§ **Recorded data**
# # # # # # #

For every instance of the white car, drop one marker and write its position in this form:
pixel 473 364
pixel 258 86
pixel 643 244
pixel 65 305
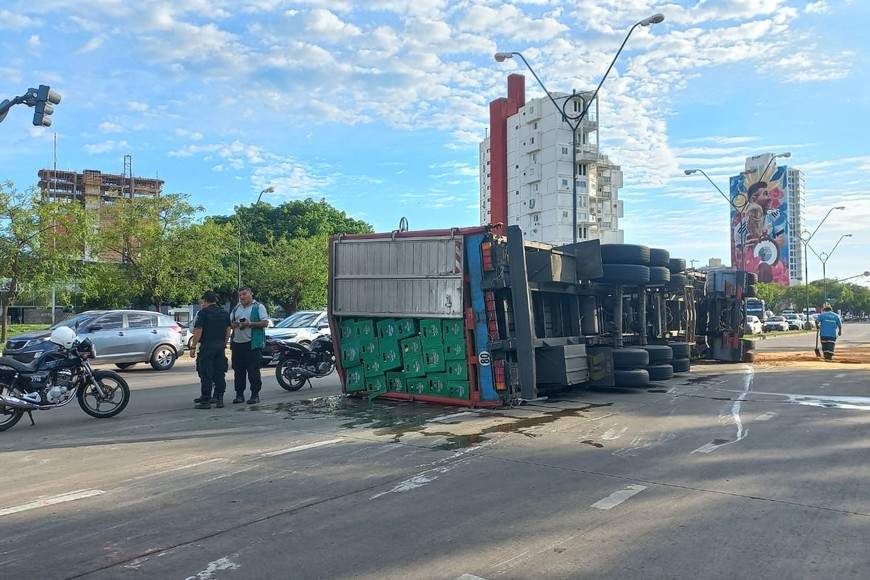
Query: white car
pixel 753 325
pixel 301 327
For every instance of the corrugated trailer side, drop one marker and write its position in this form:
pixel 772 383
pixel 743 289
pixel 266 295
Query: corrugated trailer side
pixel 402 313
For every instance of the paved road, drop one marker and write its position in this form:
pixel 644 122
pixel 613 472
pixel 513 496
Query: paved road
pixel 730 471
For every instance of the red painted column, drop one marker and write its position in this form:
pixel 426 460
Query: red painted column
pixel 499 111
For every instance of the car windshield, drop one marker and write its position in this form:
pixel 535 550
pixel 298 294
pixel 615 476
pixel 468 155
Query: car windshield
pixel 298 320
pixel 77 321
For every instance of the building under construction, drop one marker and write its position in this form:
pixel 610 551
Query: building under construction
pixel 95 190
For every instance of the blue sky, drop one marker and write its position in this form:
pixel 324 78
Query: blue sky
pixel 378 106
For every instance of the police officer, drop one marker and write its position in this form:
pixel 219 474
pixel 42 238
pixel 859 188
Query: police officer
pixel 211 331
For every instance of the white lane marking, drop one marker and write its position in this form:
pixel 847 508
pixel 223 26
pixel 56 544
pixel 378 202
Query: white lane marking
pixel 617 497
pixel 47 501
pixel 735 417
pixel 300 448
pixel 188 466
pixel 429 475
pixel 212 567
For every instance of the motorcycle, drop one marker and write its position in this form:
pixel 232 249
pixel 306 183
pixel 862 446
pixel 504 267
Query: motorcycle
pixel 55 378
pixel 297 364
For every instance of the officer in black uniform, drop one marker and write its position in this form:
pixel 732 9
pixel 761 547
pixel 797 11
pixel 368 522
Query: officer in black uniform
pixel 211 331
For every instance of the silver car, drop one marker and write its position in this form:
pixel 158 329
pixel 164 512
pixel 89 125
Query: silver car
pixel 122 337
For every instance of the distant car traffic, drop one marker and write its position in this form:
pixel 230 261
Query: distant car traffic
pixel 753 325
pixel 794 321
pixel 776 324
pixel 122 337
pixel 301 327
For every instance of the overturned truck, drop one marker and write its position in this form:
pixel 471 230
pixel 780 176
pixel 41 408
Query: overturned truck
pixel 471 317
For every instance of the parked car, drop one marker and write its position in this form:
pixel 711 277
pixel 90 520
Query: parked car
pixel 794 321
pixel 753 325
pixel 776 324
pixel 122 337
pixel 302 327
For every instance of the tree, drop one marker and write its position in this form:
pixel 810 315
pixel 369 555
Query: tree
pixel 165 257
pixel 39 240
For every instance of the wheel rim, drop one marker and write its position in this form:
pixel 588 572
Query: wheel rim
pixel 164 357
pixel 114 395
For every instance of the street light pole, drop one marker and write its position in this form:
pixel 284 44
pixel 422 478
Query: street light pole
pixel 734 207
pixel 824 260
pixel 574 121
pixel 269 189
pixel 806 236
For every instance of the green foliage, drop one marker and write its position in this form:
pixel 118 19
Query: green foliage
pixel 39 240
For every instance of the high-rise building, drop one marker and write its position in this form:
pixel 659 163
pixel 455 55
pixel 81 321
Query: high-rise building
pixel 95 190
pixel 765 233
pixel 526 174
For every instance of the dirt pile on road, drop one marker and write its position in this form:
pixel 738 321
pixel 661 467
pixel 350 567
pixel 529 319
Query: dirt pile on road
pixel 848 356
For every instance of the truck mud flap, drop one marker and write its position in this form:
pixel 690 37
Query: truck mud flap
pixel 600 366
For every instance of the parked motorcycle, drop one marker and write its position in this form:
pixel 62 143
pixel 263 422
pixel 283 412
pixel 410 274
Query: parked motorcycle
pixel 298 364
pixel 55 378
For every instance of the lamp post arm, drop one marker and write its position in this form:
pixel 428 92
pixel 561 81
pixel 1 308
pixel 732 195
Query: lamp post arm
pixel 607 72
pixel 541 83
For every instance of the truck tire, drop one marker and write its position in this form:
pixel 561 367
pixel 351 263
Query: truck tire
pixel 624 254
pixel 680 349
pixel 681 365
pixel 630 358
pixel 659 353
pixel 661 372
pixel 658 276
pixel 624 274
pixel 659 257
pixel 631 378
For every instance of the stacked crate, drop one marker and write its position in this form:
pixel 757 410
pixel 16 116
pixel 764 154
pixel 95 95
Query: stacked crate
pixel 417 356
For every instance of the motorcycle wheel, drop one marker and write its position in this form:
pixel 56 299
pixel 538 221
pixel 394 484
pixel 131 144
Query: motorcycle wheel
pixel 9 416
pixel 117 395
pixel 288 380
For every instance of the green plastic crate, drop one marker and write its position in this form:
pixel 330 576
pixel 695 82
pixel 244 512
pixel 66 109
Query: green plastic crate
pixel 391 355
pixel 368 347
pixel 376 383
pixel 417 385
pixel 430 328
pixel 350 353
pixel 458 390
pixel 373 367
pixel 347 329
pixel 453 328
pixel 438 385
pixel 386 329
pixel 396 382
pixel 364 329
pixel 454 349
pixel 433 359
pixel 457 369
pixel 406 327
pixel 354 379
pixel 413 367
pixel 411 347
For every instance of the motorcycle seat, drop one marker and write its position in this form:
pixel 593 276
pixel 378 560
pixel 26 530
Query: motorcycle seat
pixel 19 366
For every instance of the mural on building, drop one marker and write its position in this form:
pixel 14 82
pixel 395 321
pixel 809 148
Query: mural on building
pixel 759 225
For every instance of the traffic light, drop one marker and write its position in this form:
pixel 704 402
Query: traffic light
pixel 45 98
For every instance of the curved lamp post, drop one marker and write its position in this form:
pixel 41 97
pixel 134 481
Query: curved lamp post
pixel 574 121
pixel 806 236
pixel 734 207
pixel 824 256
pixel 269 189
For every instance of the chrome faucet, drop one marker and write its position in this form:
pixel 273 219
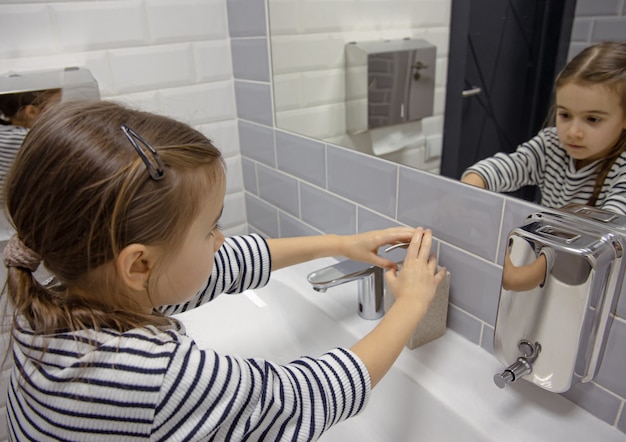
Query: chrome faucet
pixel 522 366
pixel 370 288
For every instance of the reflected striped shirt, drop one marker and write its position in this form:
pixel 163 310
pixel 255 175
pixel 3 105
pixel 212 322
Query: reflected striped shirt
pixel 11 138
pixel 543 162
pixel 156 384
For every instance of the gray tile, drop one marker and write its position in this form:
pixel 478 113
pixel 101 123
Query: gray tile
pixel 597 7
pixel 595 400
pixel 250 59
pixel 474 283
pixel 621 423
pixel 609 29
pixel 279 189
pixel 249 176
pixel 463 324
pixel 611 372
pixel 262 217
pixel 621 303
pixel 326 212
pixel 246 18
pixel 460 214
pixel 368 220
pixel 257 142
pixel 364 179
pixel 575 48
pixel 302 157
pixel 290 226
pixel 254 102
pixel 581 30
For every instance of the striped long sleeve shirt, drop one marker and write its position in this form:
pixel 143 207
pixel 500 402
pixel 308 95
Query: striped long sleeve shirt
pixel 11 138
pixel 542 161
pixel 156 384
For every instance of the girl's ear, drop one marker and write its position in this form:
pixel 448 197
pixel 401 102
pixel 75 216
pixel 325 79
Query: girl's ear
pixel 134 264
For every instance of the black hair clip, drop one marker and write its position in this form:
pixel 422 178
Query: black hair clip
pixel 156 171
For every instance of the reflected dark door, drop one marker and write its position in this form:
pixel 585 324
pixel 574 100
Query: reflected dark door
pixel 503 58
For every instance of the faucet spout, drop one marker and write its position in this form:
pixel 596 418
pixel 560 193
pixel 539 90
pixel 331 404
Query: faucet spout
pixel 370 288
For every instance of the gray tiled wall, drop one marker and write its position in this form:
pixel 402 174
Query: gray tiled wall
pixel 596 21
pixel 298 186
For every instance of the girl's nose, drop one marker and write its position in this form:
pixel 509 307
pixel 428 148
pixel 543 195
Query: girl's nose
pixel 575 129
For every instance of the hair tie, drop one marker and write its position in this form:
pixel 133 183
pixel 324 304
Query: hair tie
pixel 16 254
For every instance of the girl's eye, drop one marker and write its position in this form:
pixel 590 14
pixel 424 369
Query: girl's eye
pixel 217 227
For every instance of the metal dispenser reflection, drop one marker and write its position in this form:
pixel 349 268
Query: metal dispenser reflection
pixel 554 334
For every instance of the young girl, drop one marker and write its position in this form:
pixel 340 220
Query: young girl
pixel 18 112
pixel 583 159
pixel 122 207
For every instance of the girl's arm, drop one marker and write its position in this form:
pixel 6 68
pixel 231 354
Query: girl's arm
pixel 414 288
pixel 359 247
pixel 523 278
pixel 507 172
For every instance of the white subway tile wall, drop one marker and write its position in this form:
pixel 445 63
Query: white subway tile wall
pixel 308 45
pixel 167 56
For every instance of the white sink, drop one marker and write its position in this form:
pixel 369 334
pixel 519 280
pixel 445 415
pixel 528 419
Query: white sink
pixel 442 391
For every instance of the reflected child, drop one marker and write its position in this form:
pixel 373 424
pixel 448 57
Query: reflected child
pixel 581 157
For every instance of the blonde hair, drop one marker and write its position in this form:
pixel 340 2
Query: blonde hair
pixel 602 64
pixel 78 193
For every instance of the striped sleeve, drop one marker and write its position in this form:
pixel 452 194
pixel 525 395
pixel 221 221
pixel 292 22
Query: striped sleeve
pixel 11 138
pixel 242 263
pixel 613 195
pixel 508 172
pixel 230 398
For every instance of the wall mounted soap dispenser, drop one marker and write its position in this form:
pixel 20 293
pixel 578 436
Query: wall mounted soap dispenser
pixel 554 334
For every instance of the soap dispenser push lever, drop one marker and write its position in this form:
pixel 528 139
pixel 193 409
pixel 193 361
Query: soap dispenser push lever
pixel 522 366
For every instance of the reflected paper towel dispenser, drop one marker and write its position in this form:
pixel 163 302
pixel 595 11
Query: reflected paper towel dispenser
pixel 76 83
pixel 389 82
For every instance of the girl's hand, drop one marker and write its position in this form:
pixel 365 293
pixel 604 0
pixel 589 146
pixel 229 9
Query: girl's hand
pixel 364 246
pixel 418 279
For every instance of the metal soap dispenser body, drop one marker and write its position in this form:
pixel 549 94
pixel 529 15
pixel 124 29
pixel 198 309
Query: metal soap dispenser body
pixel 554 334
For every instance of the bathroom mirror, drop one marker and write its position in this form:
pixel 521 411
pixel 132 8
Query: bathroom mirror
pixel 308 50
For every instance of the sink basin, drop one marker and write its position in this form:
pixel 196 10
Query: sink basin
pixel 276 324
pixel 441 391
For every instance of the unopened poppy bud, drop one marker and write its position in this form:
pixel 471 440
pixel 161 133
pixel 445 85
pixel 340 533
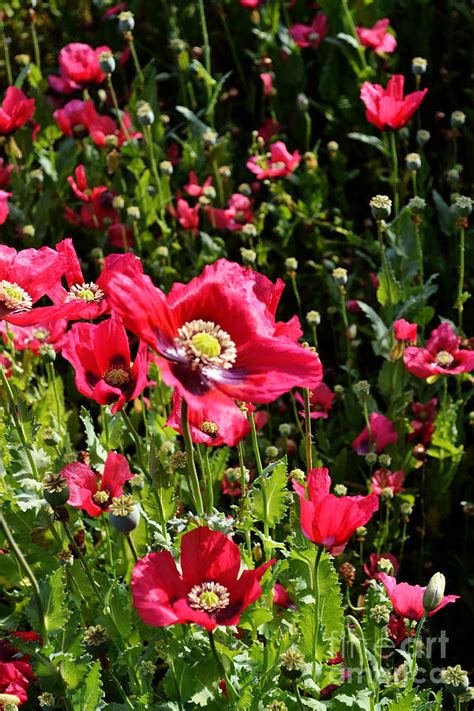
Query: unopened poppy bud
pixel 458 119
pixel 418 66
pixel 107 62
pixel 292 663
pixel 462 206
pixel 381 207
pixel 413 161
pixel 302 102
pixel 249 256
pixel 434 592
pixel 126 22
pixel 417 205
pixel 291 264
pixel 422 137
pixel 380 614
pixel 371 458
pixel 47 353
pixel 145 115
pixel 133 213
pixel 455 679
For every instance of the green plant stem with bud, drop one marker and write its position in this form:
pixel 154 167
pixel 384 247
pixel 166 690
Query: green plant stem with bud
pixel 193 479
pixel 414 658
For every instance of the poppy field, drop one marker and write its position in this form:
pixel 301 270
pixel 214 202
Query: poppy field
pixel 236 355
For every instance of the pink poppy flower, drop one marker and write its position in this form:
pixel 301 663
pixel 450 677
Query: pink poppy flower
pixel 407 600
pixel 330 520
pixel 378 37
pixel 92 492
pixel 100 355
pixel 388 108
pixel 16 109
pixel 279 164
pixel 440 356
pixel 310 35
pixel 383 433
pixel 405 331
pixel 208 591
pixel 385 479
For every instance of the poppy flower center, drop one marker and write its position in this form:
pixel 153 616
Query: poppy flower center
pixel 14 298
pixel 444 359
pixel 208 597
pixel 116 376
pixel 206 343
pixel 90 293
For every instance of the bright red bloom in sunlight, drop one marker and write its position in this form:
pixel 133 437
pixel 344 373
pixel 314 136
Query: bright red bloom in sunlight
pixel 25 277
pixel 373 569
pixel 423 424
pixel 310 35
pixel 320 402
pixel 440 356
pixel 230 427
pixel 407 600
pixel 216 337
pixel 4 209
pixel 330 520
pixel 33 337
pixel 388 108
pixel 207 591
pixel 279 164
pixel 378 37
pixel 405 331
pixel 79 67
pixel 16 109
pixel 382 431
pixel 385 479
pixel 100 355
pixel 93 492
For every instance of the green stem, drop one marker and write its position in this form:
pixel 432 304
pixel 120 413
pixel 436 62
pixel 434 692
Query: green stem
pixel 308 435
pixel 28 572
pixel 193 479
pixel 396 196
pixel 316 607
pixel 462 252
pixel 414 660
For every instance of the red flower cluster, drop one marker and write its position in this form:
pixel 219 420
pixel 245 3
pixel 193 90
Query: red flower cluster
pixel 208 591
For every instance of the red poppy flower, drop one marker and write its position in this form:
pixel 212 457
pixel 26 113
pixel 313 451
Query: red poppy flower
pixel 15 111
pixel 385 479
pixel 388 108
pixel 208 591
pixel 373 569
pixel 330 520
pixel 423 424
pixel 230 428
pixel 405 331
pixel 383 433
pixel 440 356
pixel 320 402
pixel 4 209
pixel 93 495
pixel 100 355
pixel 79 67
pixel 33 337
pixel 216 337
pixel 25 277
pixel 378 37
pixel 407 600
pixel 280 163
pixel 310 35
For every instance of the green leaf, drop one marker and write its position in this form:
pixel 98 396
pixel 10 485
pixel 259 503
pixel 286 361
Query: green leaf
pixel 269 501
pixel 90 694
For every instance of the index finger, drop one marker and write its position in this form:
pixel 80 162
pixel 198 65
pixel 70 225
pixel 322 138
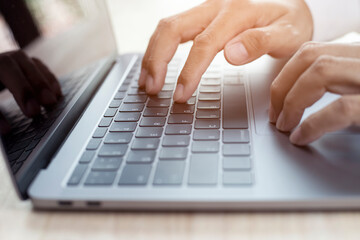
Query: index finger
pixel 163 44
pixel 297 65
pixel 225 26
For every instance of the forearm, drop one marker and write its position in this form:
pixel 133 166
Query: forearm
pixel 333 18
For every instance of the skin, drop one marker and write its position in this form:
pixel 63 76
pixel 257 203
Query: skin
pixel 315 69
pixel 31 83
pixel 244 29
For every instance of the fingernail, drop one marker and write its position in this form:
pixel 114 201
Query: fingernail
pixel 47 97
pixel 237 53
pixel 296 137
pixel 149 83
pixel 179 92
pixel 280 124
pixel 272 116
pixel 142 77
pixel 32 108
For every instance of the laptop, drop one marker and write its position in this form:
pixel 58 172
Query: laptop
pixel 107 145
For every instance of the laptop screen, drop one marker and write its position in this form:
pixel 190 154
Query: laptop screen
pixel 64 35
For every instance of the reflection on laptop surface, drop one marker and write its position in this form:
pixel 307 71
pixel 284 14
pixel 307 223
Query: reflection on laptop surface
pixel 109 145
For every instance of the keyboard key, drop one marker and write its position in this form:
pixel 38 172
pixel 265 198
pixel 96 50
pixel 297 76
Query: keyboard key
pixel 123 88
pixel 176 141
pixel 100 132
pixel 236 136
pixel 210 88
pixel 182 108
pixel 168 87
pixel 208 104
pixel 176 153
pixel 100 178
pixel 209 96
pixel 135 99
pixel 105 122
pixel 207 114
pixel 141 156
pixel 107 164
pixel 93 144
pixel 118 137
pixel 169 173
pixel 162 95
pixel 203 135
pixel 236 150
pixel 234 112
pixel 123 127
pixel 152 122
pixel 127 117
pixel 180 118
pixel 236 163
pixel 135 107
pixel 204 147
pixel 77 174
pixel 178 129
pixel 233 81
pixel 87 156
pixel 159 103
pixel 207 124
pixel 155 112
pixel 115 104
pixel 210 82
pixel 110 112
pixel 135 174
pixel 149 132
pixel 119 95
pixel 203 169
pixel 191 100
pixel 113 150
pixel 237 178
pixel 145 144
pixel 136 91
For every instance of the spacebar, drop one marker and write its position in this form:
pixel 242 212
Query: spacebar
pixel 234 109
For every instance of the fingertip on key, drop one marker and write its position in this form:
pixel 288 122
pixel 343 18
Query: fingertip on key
pixel 179 92
pixel 149 84
pixel 142 78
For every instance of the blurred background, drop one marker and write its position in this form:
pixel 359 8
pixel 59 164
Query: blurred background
pixel 129 18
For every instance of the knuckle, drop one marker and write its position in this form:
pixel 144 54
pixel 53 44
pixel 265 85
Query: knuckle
pixel 258 40
pixel 204 40
pixel 346 105
pixel 308 126
pixel 169 24
pixel 289 102
pixel 308 51
pixel 275 90
pixel 322 65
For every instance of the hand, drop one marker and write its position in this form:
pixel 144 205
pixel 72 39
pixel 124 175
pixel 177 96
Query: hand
pixel 315 69
pixel 245 29
pixel 30 81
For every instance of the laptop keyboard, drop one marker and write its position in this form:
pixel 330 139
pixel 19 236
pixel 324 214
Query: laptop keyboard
pixel 150 140
pixel 27 132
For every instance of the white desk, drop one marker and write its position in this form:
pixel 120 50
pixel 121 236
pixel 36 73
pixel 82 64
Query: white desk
pixel 19 221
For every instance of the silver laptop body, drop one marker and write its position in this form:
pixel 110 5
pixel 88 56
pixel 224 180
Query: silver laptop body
pixel 227 162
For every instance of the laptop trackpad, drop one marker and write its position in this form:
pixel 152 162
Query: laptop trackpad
pixel 260 94
pixel 338 148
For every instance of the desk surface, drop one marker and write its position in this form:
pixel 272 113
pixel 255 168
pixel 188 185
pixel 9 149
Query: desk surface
pixel 19 221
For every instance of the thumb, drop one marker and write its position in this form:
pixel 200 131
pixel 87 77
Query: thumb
pixel 248 46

# # # # # # #

§ **Task objective**
Return, unchanged, the lines from the first line of the material through the line that holds "For every instance of the distant", inclusive, omitting pictures.

§ **Output**
For every instance of the white car, drop one marker and write its position in this form:
pixel 473 364
pixel 258 86
pixel 643 244
pixel 65 305
Query: white car
pixel 753 325
pixel 301 327
For every instance of the corrugated trailer side, drop one marker and write its position in this form:
pixel 772 383
pixel 743 289
pixel 266 295
Query: corrugated trailer side
pixel 402 313
For every instance of the paved road, drop one marker and write its position in this form:
pixel 644 122
pixel 613 472
pixel 513 496
Query: paved road
pixel 730 471
For every instance of the red painted column, drop one marker and write its position in this form:
pixel 426 460
Query: red painted column
pixel 499 111
For every instance of the car windshield, drop one marker and write its position in this form:
pixel 535 550
pixel 298 294
pixel 615 476
pixel 468 155
Query: car windshield
pixel 298 320
pixel 77 321
For every instance of the building under construction, drop one marker and write its position in this form:
pixel 610 551
Query: building under construction
pixel 95 190
For every instance of the blue sky, drop one marker and write its position in this form:
pixel 324 78
Query: blue sky
pixel 378 106
For every instance of the police officer, drop one marker and write its position in this form:
pixel 219 474
pixel 42 238
pixel 859 188
Query: police officer
pixel 211 331
For every instance of the white lane marking, drop one marker and write its position in this form:
pixel 847 508
pixel 223 26
pixel 56 544
pixel 378 202
Query: white lane marking
pixel 617 497
pixel 47 501
pixel 735 417
pixel 300 448
pixel 188 466
pixel 429 475
pixel 212 567
For every instance of the motorcycle, drop one marker and write its position in this form:
pixel 232 249
pixel 306 183
pixel 862 446
pixel 504 267
Query: motorcycle
pixel 55 378
pixel 297 364
For every instance of the officer in black uniform, drop one marker and write its position in this form:
pixel 732 9
pixel 761 547
pixel 797 11
pixel 368 522
Query: officer in black uniform
pixel 211 331
For every instance of the silver car, drop one marker and write its position in this form:
pixel 158 329
pixel 164 512
pixel 89 125
Query: silver car
pixel 122 337
For every instance of the distant car traffic, drop one marker and write its position in this form:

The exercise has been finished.